В армии ясно чувствовали все грозные последствия этой слабости и колебания власти и инстинктивно стремились эту власть подкрепить. Ряд войсковых частей обращался с заявлениями к председателю правительства, в коих указывалось на готовность поддержать новую власть и бороться со всеми попытками внести анархию в страну. Такого характера заявления вынесли все полки Уссурийской дивизии.

К сожалению, Временное правительство не сумело, да, по-видимому, и не решалось опереться на предлагаемую ему самими войсками помощь. Александр Иванович Гучков, который в это время объезжал главнокомандующих фронтами, принимая депутации от разного рода частей, неизменно громко заявлял, что правительство ни в какой помощи не нуждается, что никакого двоевластия нет, что работа правительства и совета рабочих и солдатских депутатов происходит в полном единении.

Не было твердости и единства и в верхах армии. Вместо того, чтобы столковаться и встать единодушно и решительно на защиту вверенных им войск, старшие военачальники действовали вразброд каждый за себя, не считаясь с пользой общего дела. В то время, как генерал граф Келлер, отказавшись присягнуть Временному правительству, пропускал мимо себя, прощаясь с ними, свои старые полки под звуки национального гимна, генерала Брусилова несли перед фронтом войск в разукрашенном красными бантами кресле революционные солдаты..."

● ● ● ●

**ПОСТАВЛЕННАЯ ЗАДАЧА A**:
Как перевести на английский язык предложение «Не было твердости и единства и в верхах армии.» из отрывка об армии и Временном правительстве?
**ПОСТАВЛЕННАЯ ЗАДАЧА B**:
Как продолжить отрывок об армии и Временном правительстве, начав сразу после его последнего предложения?

[Элементы, перечисленные в наборе данных]

● ● ● ●

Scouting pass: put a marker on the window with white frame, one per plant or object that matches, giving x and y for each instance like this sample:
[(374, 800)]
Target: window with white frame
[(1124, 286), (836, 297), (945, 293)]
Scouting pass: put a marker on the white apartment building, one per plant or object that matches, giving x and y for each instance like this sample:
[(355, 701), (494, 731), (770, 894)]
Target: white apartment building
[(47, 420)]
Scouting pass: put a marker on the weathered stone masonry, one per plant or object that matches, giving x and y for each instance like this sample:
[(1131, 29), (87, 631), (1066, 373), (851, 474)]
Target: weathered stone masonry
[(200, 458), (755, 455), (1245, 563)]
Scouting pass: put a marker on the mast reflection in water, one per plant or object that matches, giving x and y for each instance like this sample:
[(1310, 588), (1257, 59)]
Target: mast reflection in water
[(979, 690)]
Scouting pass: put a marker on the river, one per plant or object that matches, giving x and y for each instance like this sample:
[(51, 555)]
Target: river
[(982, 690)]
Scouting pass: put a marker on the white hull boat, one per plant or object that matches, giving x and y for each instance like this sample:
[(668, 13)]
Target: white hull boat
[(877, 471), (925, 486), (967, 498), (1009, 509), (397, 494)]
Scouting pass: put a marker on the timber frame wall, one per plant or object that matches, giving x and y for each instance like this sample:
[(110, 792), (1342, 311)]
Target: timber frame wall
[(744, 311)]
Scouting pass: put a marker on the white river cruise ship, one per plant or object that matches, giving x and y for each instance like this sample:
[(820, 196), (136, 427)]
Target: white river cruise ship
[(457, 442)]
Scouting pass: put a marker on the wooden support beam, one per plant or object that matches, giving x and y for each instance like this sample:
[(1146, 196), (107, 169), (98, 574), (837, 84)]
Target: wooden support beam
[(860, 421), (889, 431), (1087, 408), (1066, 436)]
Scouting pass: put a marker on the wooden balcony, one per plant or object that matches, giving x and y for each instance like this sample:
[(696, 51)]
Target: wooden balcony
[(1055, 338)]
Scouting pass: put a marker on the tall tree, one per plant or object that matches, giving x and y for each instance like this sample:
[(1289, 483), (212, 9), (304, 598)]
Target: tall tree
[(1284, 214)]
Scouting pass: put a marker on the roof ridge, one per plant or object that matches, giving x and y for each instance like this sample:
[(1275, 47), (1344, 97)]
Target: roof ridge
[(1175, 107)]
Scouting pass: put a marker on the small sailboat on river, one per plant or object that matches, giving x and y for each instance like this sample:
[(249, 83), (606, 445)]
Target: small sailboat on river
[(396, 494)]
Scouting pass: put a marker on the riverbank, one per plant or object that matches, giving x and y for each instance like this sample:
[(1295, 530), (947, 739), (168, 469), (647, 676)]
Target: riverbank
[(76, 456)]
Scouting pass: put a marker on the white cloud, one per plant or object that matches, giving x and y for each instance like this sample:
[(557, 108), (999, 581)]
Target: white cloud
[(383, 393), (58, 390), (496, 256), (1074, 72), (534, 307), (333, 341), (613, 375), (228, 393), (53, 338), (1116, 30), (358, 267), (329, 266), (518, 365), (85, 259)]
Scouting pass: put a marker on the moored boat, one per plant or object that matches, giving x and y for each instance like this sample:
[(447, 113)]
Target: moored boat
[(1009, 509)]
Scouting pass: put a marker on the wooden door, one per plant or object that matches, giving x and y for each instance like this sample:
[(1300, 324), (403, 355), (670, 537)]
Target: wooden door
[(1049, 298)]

● ● ● ●

**РЕЗУЛЬТАТ ЗАДАНИЯ A**:
Nor was there firmness and unity at the top of the army either.

**РЕЗУЛЬТАТ ЗАДАНИЯ B**:
Анализируя этот текст, можно придти к выводу, что обращения к Временному правительству от кавалерийских частей, стоявших в Бессарабии, действительно имели место. Была также попытка объединить "старших военачальников", обращенная не только против совета рабочих и солдатских депутатов, но и против безответственных левых элементов в самом Временном правительстве. В этом комплоте несомненно участие Врангеля и Крымова, вполне возможно присоединение к ним и Маннергейма. Причина же неудачи: отказ других генералов, сделавших ставку на революцию, а также верноподданнические убеждения графа Келлера.

Кое-какие сведения промелькнули в эмигрантской печати, не обратив, однако, на себя пока что внимания историков.

"После тяжелых кровопролитных боев на Румынском фронте, - писал адъютант барона Маннергейма С. О. Витт, - 12-я кавалерийская дивизия была отведена в Бессарабию.

Зима была снежная и холодная.

Свиты Его Величества генерал-майор барон Маннергейм, командир дивизии, отбыл в отпуск в Петроград.

Штаб дивизии был расположен в помещении дома г-на Соломирского, близ Кишинева. Еще в Румынии я был прикомандирован в штаб дивизии в качестве офицера для поручений от 12-го Белгородского полка.

Пользуясь близостью Кишинева, а также отсутствием командира дивизии, офицеры штаба уехали завтракать в город. Оставшись один, я собирался сесть за стол, как неожиданно открылась дверь и в столовую вошел худой, очень высокий офицер, закутанный в кавказский башлык. Погон не было видно.

- Я хотел бы видеть генерала Маннергейма, - сказал он, откидывая башлык.

Передо мною стоял генерал в кавказской форме. Не трудно было догадаться, что это был генерал Врангель.

Выяснилось, что он хотел повидать ген. Маннергейма в связи с событиями в Петрограде и приехал издалека. Я пригласил его к столу, т. к. не могло быть и речи отпустить его в обратный путь голодного.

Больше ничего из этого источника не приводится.